— How to complete this task —
Only the text carries over: repeat the records exactly and drop the images.

Extracted data entries
^^^^^^^^^^^^^^^^

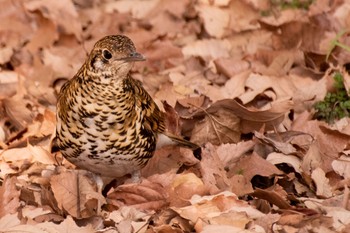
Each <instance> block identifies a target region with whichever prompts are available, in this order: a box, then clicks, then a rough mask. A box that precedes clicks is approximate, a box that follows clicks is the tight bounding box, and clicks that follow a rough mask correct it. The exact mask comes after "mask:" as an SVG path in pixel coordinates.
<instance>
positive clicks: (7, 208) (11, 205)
mask: <svg viewBox="0 0 350 233" xmlns="http://www.w3.org/2000/svg"><path fill="white" fill-rule="evenodd" d="M16 182H17V178H16V177H15V176H12V177H9V176H8V177H6V178H5V179H4V181H3V183H2V185H1V186H0V200H1V205H0V221H1V218H2V217H4V216H6V215H7V216H8V215H9V214H15V213H16V212H17V211H18V208H19V207H20V199H19V197H20V194H21V191H20V190H19V189H18V188H17V187H16ZM0 226H1V223H0ZM0 229H4V228H2V227H0Z"/></svg>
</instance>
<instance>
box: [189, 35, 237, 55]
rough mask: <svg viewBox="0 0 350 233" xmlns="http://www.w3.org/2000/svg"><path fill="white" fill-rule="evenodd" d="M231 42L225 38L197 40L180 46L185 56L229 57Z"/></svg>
mask: <svg viewBox="0 0 350 233" xmlns="http://www.w3.org/2000/svg"><path fill="white" fill-rule="evenodd" d="M230 50H231V44H230V42H229V41H227V40H214V39H209V40H197V41H194V42H193V43H189V44H187V45H186V46H184V47H183V48H182V53H183V54H184V56H185V57H190V56H200V57H202V58H204V59H206V58H209V59H216V58H221V57H223V58H227V57H229V51H230Z"/></svg>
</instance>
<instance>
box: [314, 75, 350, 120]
mask: <svg viewBox="0 0 350 233" xmlns="http://www.w3.org/2000/svg"><path fill="white" fill-rule="evenodd" d="M334 81H335V82H334V88H335V91H334V92H333V93H327V94H326V96H325V97H324V99H323V101H320V102H317V103H316V104H315V105H314V107H315V110H316V114H315V117H316V118H317V119H319V120H323V121H326V122H328V123H330V124H332V123H334V121H336V120H339V119H341V118H343V117H347V116H349V112H350V97H349V96H348V93H347V92H346V89H345V87H344V83H343V76H342V75H341V74H340V73H336V74H335V75H334Z"/></svg>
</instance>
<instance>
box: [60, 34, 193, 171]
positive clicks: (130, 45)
mask: <svg viewBox="0 0 350 233" xmlns="http://www.w3.org/2000/svg"><path fill="white" fill-rule="evenodd" d="M142 60H144V57H143V56H142V55H141V54H139V53H137V52H136V49H135V46H134V44H133V42H132V41H131V40H130V39H129V38H128V37H126V36H122V35H112V36H106V37H104V38H102V39H101V40H99V41H98V42H97V43H96V44H95V46H94V48H93V49H92V51H91V53H90V54H89V56H88V58H87V60H86V61H85V63H84V64H83V66H82V67H81V68H80V69H79V71H78V73H77V74H76V75H75V76H74V77H73V78H72V79H71V80H70V81H68V82H67V83H65V84H64V86H63V87H62V89H61V91H60V94H59V96H58V102H57V133H56V137H57V145H58V148H59V149H60V150H61V153H62V154H63V156H64V157H65V158H67V159H68V160H69V161H70V162H72V163H73V164H75V165H77V166H78V167H80V168H83V169H86V170H89V171H92V172H94V173H97V174H101V175H103V176H108V177H121V176H124V175H126V174H132V173H134V172H135V171H138V170H139V169H140V168H142V167H143V166H144V165H146V163H147V162H148V160H149V159H150V158H151V157H152V156H153V154H154V151H155V149H156V145H157V139H158V136H159V135H166V136H167V137H168V138H170V139H171V140H174V141H175V142H176V143H177V144H183V146H186V147H190V148H192V149H197V148H198V146H197V145H195V144H193V143H191V142H188V141H186V140H183V139H181V138H177V137H176V136H173V135H170V134H167V133H165V124H164V114H163V113H162V112H161V111H160V110H159V108H158V106H157V105H156V103H155V102H154V101H153V99H152V98H151V96H150V95H149V94H148V93H147V92H146V90H145V89H144V88H143V87H142V84H141V82H139V81H137V80H135V79H133V78H132V77H131V76H130V69H131V67H132V65H133V63H134V62H135V61H142Z"/></svg>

^^^^^^^^^^^^^^^^

— Result for this exercise —
Each <instance> block identifies a target region with whichever prompts are available, in this order: a box, then clicks, then a rough mask. A box that precedes clicks is approximate, a box that follows clicks is the tight bounding box, and clicks that follow a rough mask correct it. The exact mask comes after "mask:" as an SVG path in pixel coordinates.
<instance>
positive clicks: (7, 208) (11, 205)
mask: <svg viewBox="0 0 350 233" xmlns="http://www.w3.org/2000/svg"><path fill="white" fill-rule="evenodd" d="M16 182H17V178H16V177H15V176H12V177H9V176H8V177H6V178H5V179H4V181H3V183H2V185H1V186H0V200H1V205H0V221H1V218H2V217H4V216H6V215H7V216H8V215H9V214H15V213H16V212H17V211H18V208H19V207H20V199H19V197H20V194H21V191H20V190H19V189H18V188H17V187H16ZM0 226H1V223H0ZM0 229H4V228H2V227H0Z"/></svg>
</instance>
<instance>
box: [189, 35, 237, 55]
rough mask: <svg viewBox="0 0 350 233" xmlns="http://www.w3.org/2000/svg"><path fill="white" fill-rule="evenodd" d="M231 42L225 38L197 40L180 46L185 56L229 57Z"/></svg>
mask: <svg viewBox="0 0 350 233" xmlns="http://www.w3.org/2000/svg"><path fill="white" fill-rule="evenodd" d="M230 50H231V44H230V42H229V41H227V40H214V39H209V40H197V41H194V42H193V43H189V44H187V45H186V46H184V47H183V48H182V53H183V54H184V56H185V57H190V56H200V57H202V58H204V59H206V58H209V59H216V58H221V57H223V58H227V57H229V51H230Z"/></svg>
</instance>
<instance>
box: [314, 75, 350, 120]
mask: <svg viewBox="0 0 350 233" xmlns="http://www.w3.org/2000/svg"><path fill="white" fill-rule="evenodd" d="M334 81H335V82H334V88H335V91H334V92H333V93H327V94H326V96H325V97H324V99H323V101H320V102H317V103H316V104H315V105H314V107H315V110H316V114H315V117H316V118H317V119H319V120H323V121H326V122H328V123H330V124H332V123H334V121H336V120H339V119H341V118H343V117H347V116H349V112H350V97H349V96H348V93H347V92H346V89H345V87H344V83H343V76H342V75H341V74H340V73H336V74H335V75H334Z"/></svg>
</instance>
<instance>
box: [60, 34, 193, 171]
positive clicks: (130, 45)
mask: <svg viewBox="0 0 350 233" xmlns="http://www.w3.org/2000/svg"><path fill="white" fill-rule="evenodd" d="M142 60H144V57H143V56H142V55H141V54H139V53H137V52H136V49H135V46H134V44H133V42H132V41H131V40H130V39H129V38H128V37H126V36H122V35H112V36H106V37H104V38H102V39H101V40H99V41H98V42H97V43H96V44H95V46H94V48H93V49H92V51H91V53H90V54H89V56H88V58H87V60H86V61H85V63H84V64H83V66H82V67H81V68H80V69H79V71H78V73H77V74H76V75H75V76H74V77H73V78H72V79H71V80H70V81H68V82H67V83H65V84H64V86H63V87H62V89H61V91H60V94H59V96H58V102H57V133H56V137H57V145H58V148H59V149H60V150H61V153H62V154H63V156H64V157H65V158H67V159H68V160H69V161H70V162H72V163H73V164H75V165H77V166H78V167H80V168H83V169H86V170H89V171H92V172H94V173H97V174H101V175H103V176H108V177H121V176H124V175H126V174H132V173H134V172H135V171H138V170H139V169H140V168H142V167H143V166H144V165H146V163H147V162H148V160H149V159H150V158H151V157H152V156H153V154H154V151H155V149H156V145H157V139H158V136H159V135H166V136H167V137H168V138H170V139H171V140H174V141H175V142H176V143H177V144H183V146H186V147H190V148H192V149H197V148H198V146H197V145H195V144H193V143H191V142H188V141H186V140H183V139H181V138H177V137H176V136H173V135H170V134H167V133H165V124H164V114H163V113H162V112H161V111H160V110H159V108H158V106H157V105H156V103H155V102H154V101H153V99H152V98H151V96H150V95H149V94H148V93H147V92H146V90H145V89H144V88H143V87H142V84H141V82H139V81H137V80H135V79H133V78H132V77H131V76H130V69H131V67H132V65H133V63H134V62H135V61H142Z"/></svg>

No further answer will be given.